━━━ Supplied records

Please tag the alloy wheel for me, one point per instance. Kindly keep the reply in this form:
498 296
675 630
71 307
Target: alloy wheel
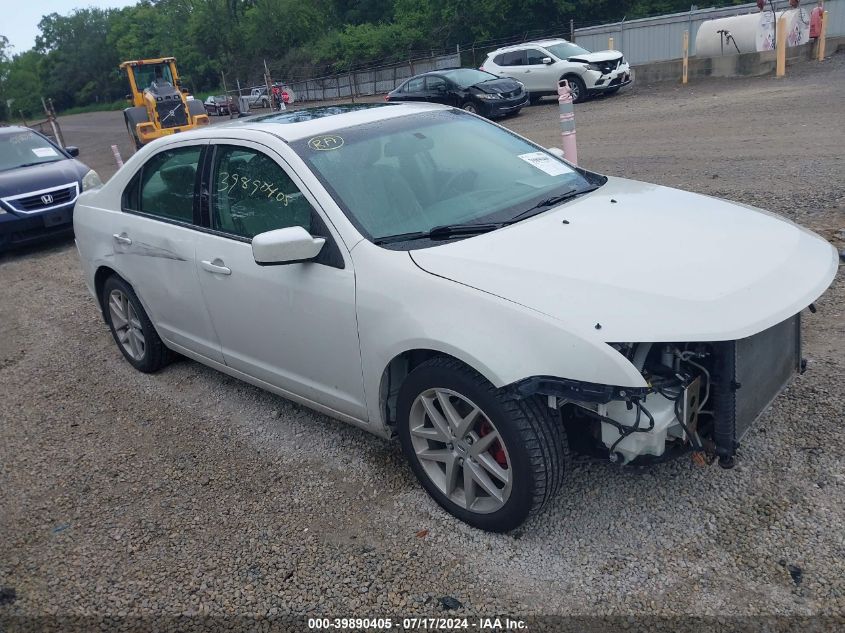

━━━━━━
━━━ Supplied records

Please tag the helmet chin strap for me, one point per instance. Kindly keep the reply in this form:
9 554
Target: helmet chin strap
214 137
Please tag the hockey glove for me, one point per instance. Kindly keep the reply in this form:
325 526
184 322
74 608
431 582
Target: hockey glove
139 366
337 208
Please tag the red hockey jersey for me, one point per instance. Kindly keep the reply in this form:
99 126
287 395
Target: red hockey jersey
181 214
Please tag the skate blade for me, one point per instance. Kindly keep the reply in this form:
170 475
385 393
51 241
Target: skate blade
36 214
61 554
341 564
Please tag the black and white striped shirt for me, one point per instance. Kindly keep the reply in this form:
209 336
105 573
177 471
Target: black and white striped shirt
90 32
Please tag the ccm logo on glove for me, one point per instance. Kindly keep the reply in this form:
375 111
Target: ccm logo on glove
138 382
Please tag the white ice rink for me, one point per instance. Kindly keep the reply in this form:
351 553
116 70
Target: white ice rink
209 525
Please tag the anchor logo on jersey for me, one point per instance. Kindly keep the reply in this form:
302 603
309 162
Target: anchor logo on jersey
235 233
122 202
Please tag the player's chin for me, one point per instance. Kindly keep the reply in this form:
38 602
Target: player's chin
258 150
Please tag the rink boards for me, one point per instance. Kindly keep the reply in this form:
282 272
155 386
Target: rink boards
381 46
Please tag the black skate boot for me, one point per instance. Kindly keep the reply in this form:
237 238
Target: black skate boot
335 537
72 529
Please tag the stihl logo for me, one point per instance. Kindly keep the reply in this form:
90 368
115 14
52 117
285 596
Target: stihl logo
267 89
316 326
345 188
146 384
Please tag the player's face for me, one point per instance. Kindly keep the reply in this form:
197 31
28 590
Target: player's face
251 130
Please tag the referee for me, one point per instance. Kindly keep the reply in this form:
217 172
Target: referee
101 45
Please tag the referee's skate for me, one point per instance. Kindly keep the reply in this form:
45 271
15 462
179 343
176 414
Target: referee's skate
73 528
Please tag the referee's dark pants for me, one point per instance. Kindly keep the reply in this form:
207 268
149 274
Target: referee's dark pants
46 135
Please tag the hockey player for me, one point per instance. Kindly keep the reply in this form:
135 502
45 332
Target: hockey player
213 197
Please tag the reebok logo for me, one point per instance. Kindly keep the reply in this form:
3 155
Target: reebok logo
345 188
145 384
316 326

━━━━━━

▸ Your task
How many of the lines in the records above include the word "wheel"? State that number alone.

▸ Exercise solution
2